Your objective -> Reproduce every line of the records below word for word, leaving out the pictures.

Start of Recorded information

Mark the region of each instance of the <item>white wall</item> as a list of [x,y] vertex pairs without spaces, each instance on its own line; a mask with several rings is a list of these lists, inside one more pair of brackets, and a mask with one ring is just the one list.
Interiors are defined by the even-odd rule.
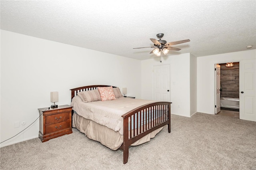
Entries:
[[162,57],[142,61],[142,98],[153,100],[153,67],[170,65],[172,114],[190,117],[190,54]]
[[256,58],[256,50],[197,57],[197,111],[214,114],[214,65]]
[[192,116],[197,111],[197,57],[190,54],[190,112]]
[[[127,95],[141,98],[141,67],[140,60],[1,30],[1,142],[53,104],[50,91],[58,91],[58,105],[70,104],[70,89],[91,85],[127,87]],[[1,146],[37,137],[39,123]]]

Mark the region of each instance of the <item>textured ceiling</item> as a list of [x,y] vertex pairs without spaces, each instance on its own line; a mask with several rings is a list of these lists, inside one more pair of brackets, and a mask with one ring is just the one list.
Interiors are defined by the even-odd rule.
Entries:
[[[255,49],[255,0],[1,0],[1,29],[140,60],[164,33],[166,55],[196,57]],[[250,49],[246,46],[252,45]]]

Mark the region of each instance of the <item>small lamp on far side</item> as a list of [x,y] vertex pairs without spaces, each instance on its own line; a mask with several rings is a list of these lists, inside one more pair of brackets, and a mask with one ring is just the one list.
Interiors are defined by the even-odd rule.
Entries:
[[59,101],[59,95],[58,91],[51,92],[51,102],[54,103],[54,105],[51,106],[52,108],[58,108],[58,105],[55,105],[55,102],[57,102]]
[[127,88],[126,87],[124,87],[123,88],[123,89],[122,89],[122,91],[123,92],[123,94],[124,95],[124,97],[126,97],[125,95],[127,94]]

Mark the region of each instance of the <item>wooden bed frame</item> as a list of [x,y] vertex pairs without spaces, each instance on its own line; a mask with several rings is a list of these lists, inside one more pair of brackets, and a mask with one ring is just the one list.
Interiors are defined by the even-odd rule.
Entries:
[[[108,86],[110,86],[93,85],[71,89],[71,100],[80,91],[97,89],[98,87]],[[113,88],[116,87],[112,87]],[[124,142],[120,148],[124,151],[124,164],[126,164],[128,161],[129,146],[133,143],[153,131],[166,125],[168,125],[168,132],[169,133],[171,132],[171,103],[172,103],[171,102],[163,101],[152,102],[138,107],[122,116],[124,119]],[[149,116],[147,116],[148,114],[146,113],[150,110],[156,110],[156,111],[155,114],[150,113],[151,115],[150,117]],[[167,116],[164,114],[164,111],[166,111],[168,113]],[[145,117],[144,115],[146,115],[146,117]],[[147,118],[147,116],[148,116],[148,117]],[[134,118],[136,117],[136,119],[132,119],[132,117]],[[144,120],[145,119],[146,120],[147,119],[149,119],[148,122],[147,122],[147,121],[145,122],[142,122],[140,128],[136,128],[135,127],[135,125],[140,125],[140,123],[138,120]],[[152,119],[153,119],[153,121],[151,121]],[[133,121],[133,123],[132,123],[132,121]],[[132,124],[134,127],[132,127]],[[131,132],[129,132],[129,128],[130,129],[132,129]]]

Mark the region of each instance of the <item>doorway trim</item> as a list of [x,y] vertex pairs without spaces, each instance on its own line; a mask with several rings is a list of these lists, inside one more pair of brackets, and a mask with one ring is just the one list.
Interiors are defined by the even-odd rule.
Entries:
[[[213,80],[212,82],[212,115],[215,114],[215,65],[217,64],[220,64],[222,63],[226,63],[230,62],[240,62],[240,61],[237,60],[224,60],[224,61],[212,61],[211,64],[211,67],[212,69],[212,80]],[[239,82],[240,79],[239,79]]]

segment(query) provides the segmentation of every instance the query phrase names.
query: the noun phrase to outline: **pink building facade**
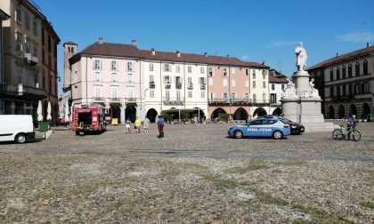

End of Recorded information

The output ->
Mark the region of each instance of the <item>white wall</item> as a list of [x,y] vertex pairs without spaces, each instance on its own line; a mask with several rings is a list of these lists, inside one more pair of brackets, and a mask with one ring is just the one list.
Interiors are defined by the even-odd rule.
Entries:
[[162,57],[142,61],[142,98],[153,100],[153,67],[170,65],[172,114],[190,117],[190,54]]
[[256,58],[256,50],[197,57],[197,111],[214,114],[214,65]]
[[192,116],[197,111],[197,57],[190,54],[190,112]]
[[[127,95],[141,98],[141,67],[140,60],[1,30],[1,142],[53,104],[50,91],[58,91],[58,105],[70,104],[70,89],[91,85],[127,87]],[[1,146],[37,137],[39,123]]]

Mark the region of each instance of the <item>textured ceiling</item> as a list of [x,y] vertex pairs without spaces, each instance on its own line; a mask with several rings is a list of these lists, inside one more pair of brackets, and a mask with one ring is just the one list.
Interiors are defined by the even-odd rule.
Entries:
[[[255,49],[255,0],[1,0],[1,29],[140,60],[164,33],[166,55],[196,57]],[[250,49],[246,46],[252,45]]]

Mark the region of each instance of the <item>small lamp on far side</item> as a list of [x,y] vertex pairs without spaces, each instance on its own line; a mask with several rings is a list of these lists, inside one more pair of brackets, and a mask with one ring is just the one list.
Interiors are defined by the even-odd rule.
Entries:
[[59,101],[59,95],[58,91],[51,92],[51,102],[54,103],[54,105],[51,106],[52,108],[58,108],[58,105],[55,105],[55,102],[57,102]]
[[127,88],[126,87],[124,87],[123,88],[123,89],[122,89],[122,91],[123,92],[123,94],[124,95],[124,97],[126,97],[125,95],[127,94]]

Mark the region of each instance of the <item>wooden bed frame</item> as a list of [x,y] vertex pairs without spaces, each instance on its own line; a mask with several rings is a list of these lists, inside one more pair of brackets, and a mask with one ring is just the one list.
Interiors are defined by the even-odd rule.
Entries:
[[[108,86],[110,86],[93,85],[71,89],[71,100],[80,91],[97,89],[98,87]],[[113,88],[116,87],[112,87]],[[124,142],[120,148],[124,151],[124,164],[126,164],[128,161],[129,146],[133,143],[153,131],[166,125],[168,125],[168,132],[169,133],[171,132],[171,103],[172,103],[171,102],[163,101],[152,102],[138,107],[122,116],[124,119]],[[149,116],[147,116],[148,114],[146,113],[150,110],[156,110],[156,111],[155,114],[150,113],[151,115],[150,117]],[[167,116],[164,114],[164,111],[166,111],[168,113]],[[145,117],[144,115],[146,115],[146,117]],[[147,118],[147,116],[148,116],[148,117]],[[134,118],[136,117],[136,119],[132,119],[132,117]],[[144,120],[145,119],[146,120],[147,119],[149,119],[148,122],[147,122],[147,121],[145,122],[142,122],[140,128],[136,128],[135,127],[135,125],[140,125],[140,123],[138,120]],[[152,119],[153,119],[153,121],[151,121]],[[133,121],[133,123],[132,123],[132,121]],[[132,124],[134,127],[132,127]],[[131,132],[129,132],[129,128],[130,129],[132,129]]]

Mark the region of each instance of the <item>doorway trim</item> as a list of [x,y] vertex pairs without spaces, each instance on its own line; a mask with several rings is a list of these lists, inside one more pair of brackets, and a mask with one ring is just the one list.
Interiors are defined by the even-odd rule.
Entries:
[[[213,80],[212,82],[212,115],[215,114],[215,65],[217,64],[220,64],[222,63],[226,63],[230,62],[240,62],[240,61],[237,60],[224,60],[224,61],[212,61],[211,64],[211,67],[212,69],[212,80]],[[239,82],[240,79],[239,79]]]

segment(query) provides the segmentation of every instance the query phrase names.
query: the noun phrase to outline: **pink building facade**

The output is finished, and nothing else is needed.